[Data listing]
----

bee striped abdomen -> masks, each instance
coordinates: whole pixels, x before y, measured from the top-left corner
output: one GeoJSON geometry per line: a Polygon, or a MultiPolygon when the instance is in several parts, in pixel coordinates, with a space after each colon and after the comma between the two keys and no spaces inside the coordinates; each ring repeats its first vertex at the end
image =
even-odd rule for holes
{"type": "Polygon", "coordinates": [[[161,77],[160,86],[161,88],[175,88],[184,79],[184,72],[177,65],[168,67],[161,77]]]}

----

_Aim of the task_
Copy these lines exactly as they appear.

_Result of this task_
bee striped abdomen -> masks, each instance
coordinates: whole pixels, x before y, measured from the top-left corner
output: one GeoJSON geometry per line: a Polygon, or a MultiPolygon when the instance is in several parts, in pixel coordinates, with a space after each colon and after the comma between the two keys and no spaces inside the coordinates; each ring repeats its first vertex at the end
image =
even-odd rule for holes
{"type": "Polygon", "coordinates": [[[161,77],[160,86],[161,88],[175,88],[184,79],[184,72],[177,65],[168,67],[161,77]]]}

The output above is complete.